→ **Task**
Without including any pictures, write out all the entries exactly.

→ **Data**
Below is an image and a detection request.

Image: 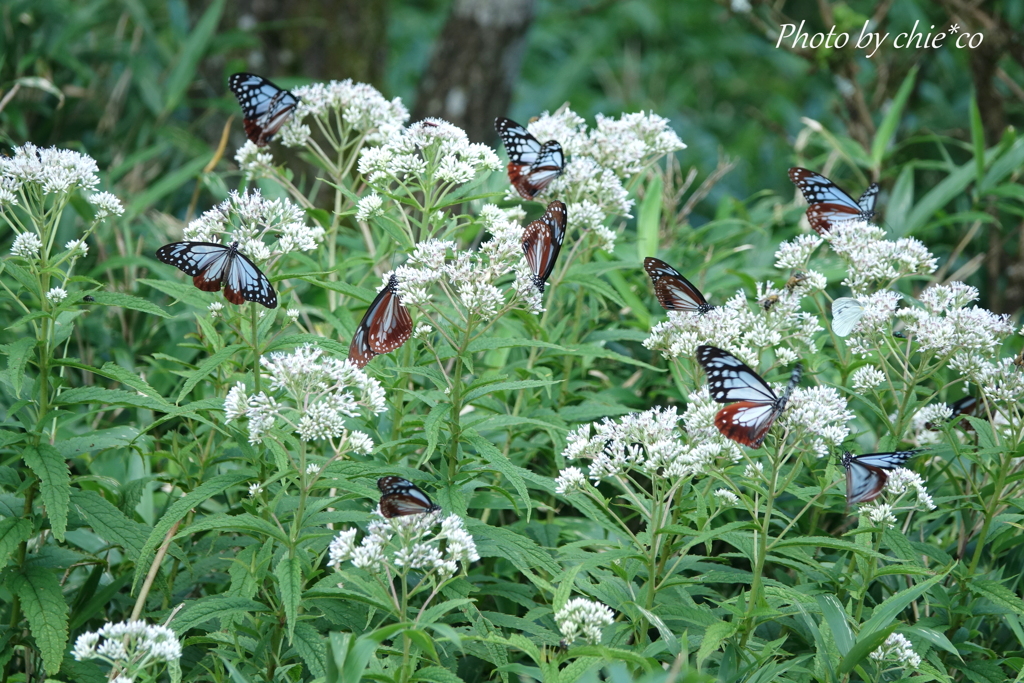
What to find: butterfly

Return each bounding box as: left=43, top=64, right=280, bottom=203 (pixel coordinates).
left=228, top=73, right=300, bottom=147
left=926, top=395, right=978, bottom=431
left=377, top=476, right=442, bottom=517
left=349, top=274, right=413, bottom=368
left=494, top=117, right=565, bottom=199
left=522, top=200, right=568, bottom=293
left=788, top=167, right=879, bottom=235
left=831, top=297, right=865, bottom=337
left=155, top=241, right=277, bottom=308
left=842, top=450, right=920, bottom=504
left=696, top=345, right=802, bottom=448
left=643, top=257, right=714, bottom=314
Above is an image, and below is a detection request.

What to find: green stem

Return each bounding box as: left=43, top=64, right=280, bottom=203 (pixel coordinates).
left=251, top=305, right=262, bottom=394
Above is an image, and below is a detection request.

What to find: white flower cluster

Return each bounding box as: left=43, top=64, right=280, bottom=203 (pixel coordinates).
left=510, top=108, right=683, bottom=252
left=558, top=406, right=731, bottom=485
left=0, top=142, right=100, bottom=200
left=72, top=619, right=182, bottom=674
left=779, top=386, right=854, bottom=458
left=951, top=355, right=1024, bottom=409
left=88, top=191, right=124, bottom=219
left=10, top=232, right=42, bottom=259
left=184, top=189, right=323, bottom=260
left=224, top=344, right=386, bottom=447
left=644, top=281, right=822, bottom=362
left=554, top=597, right=615, bottom=645
left=359, top=118, right=500, bottom=190
left=870, top=633, right=921, bottom=669
left=851, top=365, right=886, bottom=392
left=328, top=510, right=478, bottom=580
left=280, top=78, right=410, bottom=147
left=896, top=283, right=1013, bottom=357
left=394, top=205, right=537, bottom=318
left=859, top=467, right=935, bottom=527
left=826, top=221, right=937, bottom=295
left=680, top=387, right=744, bottom=460
left=234, top=140, right=275, bottom=179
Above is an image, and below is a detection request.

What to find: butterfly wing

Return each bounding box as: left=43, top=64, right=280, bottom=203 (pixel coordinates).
left=857, top=183, right=880, bottom=215
left=349, top=275, right=413, bottom=368
left=522, top=200, right=567, bottom=292
left=157, top=241, right=232, bottom=292
left=229, top=73, right=299, bottom=146
left=224, top=250, right=277, bottom=308
left=643, top=257, right=711, bottom=313
left=376, top=476, right=441, bottom=517
left=789, top=167, right=869, bottom=234
left=696, top=345, right=778, bottom=404
left=949, top=396, right=977, bottom=418
left=495, top=117, right=564, bottom=199
left=831, top=297, right=865, bottom=337
left=844, top=456, right=889, bottom=504
left=714, top=401, right=780, bottom=448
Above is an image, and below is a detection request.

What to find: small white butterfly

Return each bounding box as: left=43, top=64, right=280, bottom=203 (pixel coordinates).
left=832, top=297, right=865, bottom=337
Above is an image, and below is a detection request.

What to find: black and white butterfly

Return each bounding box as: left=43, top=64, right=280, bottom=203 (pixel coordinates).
left=377, top=476, right=442, bottom=518
left=349, top=274, right=413, bottom=368
left=155, top=241, right=277, bottom=308
left=643, top=257, right=714, bottom=314
left=788, top=167, right=879, bottom=235
left=522, top=200, right=567, bottom=293
left=228, top=73, right=299, bottom=147
left=696, top=345, right=802, bottom=449
left=495, top=117, right=565, bottom=199
left=842, top=450, right=921, bottom=504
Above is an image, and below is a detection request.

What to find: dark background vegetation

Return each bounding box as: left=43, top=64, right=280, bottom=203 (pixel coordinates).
left=3, top=0, right=1023, bottom=311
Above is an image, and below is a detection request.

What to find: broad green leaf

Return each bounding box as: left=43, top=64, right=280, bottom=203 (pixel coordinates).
left=11, top=569, right=68, bottom=675
left=54, top=426, right=139, bottom=458
left=464, top=378, right=558, bottom=403
left=465, top=430, right=532, bottom=520
left=886, top=164, right=915, bottom=231
left=161, top=0, right=225, bottom=115
left=275, top=555, right=303, bottom=640
left=904, top=161, right=975, bottom=235
left=414, top=665, right=466, bottom=683
left=0, top=517, right=33, bottom=571
left=57, top=387, right=170, bottom=412
left=901, top=625, right=961, bottom=659
left=176, top=344, right=245, bottom=403
left=70, top=489, right=150, bottom=561
left=89, top=291, right=171, bottom=318
left=292, top=621, right=327, bottom=679
left=816, top=594, right=854, bottom=656
left=1, top=337, right=37, bottom=397
left=636, top=174, right=663, bottom=261
left=981, top=138, right=1024, bottom=193
left=970, top=578, right=1024, bottom=617
left=871, top=65, right=918, bottom=170
left=127, top=155, right=212, bottom=218
left=697, top=620, right=736, bottom=667
left=182, top=512, right=290, bottom=544
left=553, top=565, right=583, bottom=612
left=22, top=444, right=69, bottom=541
left=172, top=597, right=270, bottom=634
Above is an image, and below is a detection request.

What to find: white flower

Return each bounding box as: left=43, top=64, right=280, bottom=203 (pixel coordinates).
left=355, top=192, right=384, bottom=221
left=248, top=482, right=264, bottom=497
left=208, top=301, right=224, bottom=318
left=555, top=466, right=589, bottom=494
left=65, top=239, right=89, bottom=258
left=851, top=365, right=885, bottom=391
left=286, top=308, right=300, bottom=322
left=870, top=633, right=921, bottom=669
left=327, top=528, right=359, bottom=567
left=283, top=79, right=409, bottom=146
left=87, top=191, right=124, bottom=219
left=46, top=287, right=68, bottom=304
left=774, top=235, right=824, bottom=270
left=714, top=489, right=739, bottom=506
left=72, top=619, right=182, bottom=669
left=827, top=221, right=937, bottom=294
left=10, top=232, right=42, bottom=258
left=183, top=190, right=320, bottom=258
left=1, top=142, right=100, bottom=195
left=743, top=462, right=764, bottom=480
left=861, top=501, right=897, bottom=528
left=555, top=597, right=615, bottom=645
left=224, top=382, right=248, bottom=421
left=234, top=140, right=274, bottom=179
left=305, top=463, right=321, bottom=475
left=779, top=386, right=854, bottom=450
left=585, top=111, right=685, bottom=177
left=883, top=467, right=936, bottom=510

→ **Expected answer**
Below is an image and a detection request.

Image: 
What to find: butterfly

Return each bounding box as: left=43, top=64, right=280, bottom=203 (pixel coordinates).
left=228, top=73, right=300, bottom=147
left=926, top=395, right=978, bottom=431
left=377, top=476, right=442, bottom=517
left=349, top=274, right=413, bottom=368
left=494, top=117, right=565, bottom=199
left=522, top=200, right=568, bottom=293
left=788, top=167, right=879, bottom=235
left=831, top=297, right=865, bottom=337
left=155, top=241, right=277, bottom=308
left=842, top=450, right=920, bottom=504
left=696, top=345, right=802, bottom=448
left=643, top=257, right=714, bottom=314
Above is an image, and below is a detection request.

What to find: green stem

Return each bounding box as: left=43, top=64, right=280, bottom=203 (pixel coordinates).
left=251, top=305, right=262, bottom=394
Above is an image, and below is a detection request.

What to find: white flower cluster

Return each bounding box as: left=43, top=64, right=280, bottom=203 (pixel coordinates).
left=510, top=108, right=683, bottom=252
left=558, top=406, right=731, bottom=485
left=0, top=142, right=100, bottom=200
left=72, top=619, right=182, bottom=674
left=779, top=386, right=854, bottom=458
left=951, top=355, right=1024, bottom=409
left=88, top=191, right=124, bottom=219
left=10, top=232, right=42, bottom=259
left=184, top=189, right=323, bottom=260
left=224, top=344, right=386, bottom=447
left=644, top=281, right=822, bottom=362
left=554, top=597, right=615, bottom=645
left=359, top=118, right=500, bottom=190
left=870, top=633, right=921, bottom=669
left=851, top=365, right=886, bottom=392
left=328, top=510, right=478, bottom=580
left=280, top=78, right=410, bottom=147
left=896, top=283, right=1013, bottom=357
left=394, top=205, right=537, bottom=318
left=859, top=467, right=935, bottom=527
left=826, top=221, right=937, bottom=295
left=680, top=387, right=744, bottom=460
left=234, top=140, right=275, bottom=179
Above is an image, and below is a detection request.

What to find: butterfly wing

Return each bounding box as: left=43, top=64, right=280, bottom=203 (pixel coordinates).
left=857, top=183, right=880, bottom=215
left=349, top=275, right=413, bottom=368
left=522, top=200, right=567, bottom=292
left=157, top=241, right=232, bottom=292
left=229, top=73, right=299, bottom=146
left=224, top=250, right=277, bottom=308
left=643, top=257, right=711, bottom=313
left=376, top=476, right=441, bottom=517
left=789, top=167, right=869, bottom=234
left=696, top=345, right=778, bottom=404
left=949, top=396, right=977, bottom=418
left=495, top=117, right=564, bottom=199
left=831, top=297, right=865, bottom=337
left=844, top=456, right=889, bottom=504
left=714, top=401, right=780, bottom=448
Above is an image, and below is a detection request.

What to find: small white butterfly

Return each bounding box as: left=43, top=64, right=280, bottom=203 (pixel coordinates).
left=832, top=297, right=865, bottom=337
Above is an image, and below is a detection request.

What to find: black and white butterfly

Return each bounding box as: left=43, top=64, right=280, bottom=203 (pixel coordinates).
left=377, top=476, right=442, bottom=518
left=349, top=274, right=413, bottom=368
left=155, top=241, right=277, bottom=308
left=643, top=257, right=714, bottom=314
left=788, top=167, right=879, bottom=235
left=522, top=200, right=567, bottom=293
left=228, top=73, right=299, bottom=147
left=696, top=345, right=802, bottom=449
left=495, top=117, right=565, bottom=199
left=842, top=450, right=921, bottom=504
Above is an image, and below is a detection request.

What to find: dark background vegetation

Return each bounding box as: left=43, top=64, right=280, bottom=203 (pixel coordinates).
left=3, top=0, right=1023, bottom=311
Above is an image, and below is a detection request.

What to find: broad green leaf

Return each bounding box as: left=43, top=64, right=280, bottom=203 (pixel coordinates).
left=11, top=569, right=68, bottom=675
left=54, top=426, right=139, bottom=458
left=464, top=378, right=558, bottom=403
left=465, top=430, right=532, bottom=520
left=886, top=164, right=915, bottom=231
left=161, top=0, right=225, bottom=115
left=275, top=555, right=303, bottom=640
left=904, top=161, right=975, bottom=235
left=414, top=665, right=466, bottom=683
left=0, top=517, right=33, bottom=571
left=57, top=387, right=170, bottom=412
left=901, top=625, right=961, bottom=659
left=176, top=344, right=245, bottom=403
left=70, top=489, right=150, bottom=561
left=89, top=291, right=171, bottom=318
left=292, top=621, right=327, bottom=679
left=816, top=594, right=854, bottom=656
left=1, top=337, right=37, bottom=397
left=636, top=174, right=663, bottom=261
left=981, top=138, right=1024, bottom=193
left=970, top=578, right=1024, bottom=617
left=871, top=65, right=918, bottom=170
left=127, top=155, right=212, bottom=218
left=697, top=620, right=736, bottom=667
left=182, top=512, right=290, bottom=544
left=553, top=565, right=583, bottom=612
left=22, top=444, right=69, bottom=541
left=172, top=597, right=270, bottom=634
Above is an image, and below is a detection request.

What to find: white flower

Return each bounding box as: left=43, top=64, right=280, bottom=203 (pixel coordinates).
left=355, top=192, right=384, bottom=221
left=248, top=482, right=264, bottom=497
left=208, top=301, right=224, bottom=318
left=555, top=466, right=589, bottom=494
left=65, top=239, right=89, bottom=258
left=851, top=365, right=885, bottom=391
left=286, top=308, right=300, bottom=322
left=870, top=633, right=921, bottom=669
left=327, top=528, right=359, bottom=567
left=283, top=79, right=409, bottom=146
left=87, top=191, right=124, bottom=219
left=46, top=287, right=68, bottom=304
left=774, top=235, right=824, bottom=270
left=714, top=489, right=739, bottom=506
left=72, top=619, right=182, bottom=669
left=827, top=221, right=937, bottom=294
left=10, top=232, right=42, bottom=258
left=183, top=190, right=320, bottom=258
left=1, top=142, right=100, bottom=195
left=743, top=462, right=764, bottom=480
left=861, top=501, right=897, bottom=528
left=555, top=597, right=615, bottom=645
left=224, top=382, right=248, bottom=421
left=234, top=140, right=274, bottom=179
left=305, top=463, right=321, bottom=475
left=779, top=386, right=854, bottom=450
left=585, top=111, right=685, bottom=177
left=883, top=467, right=936, bottom=510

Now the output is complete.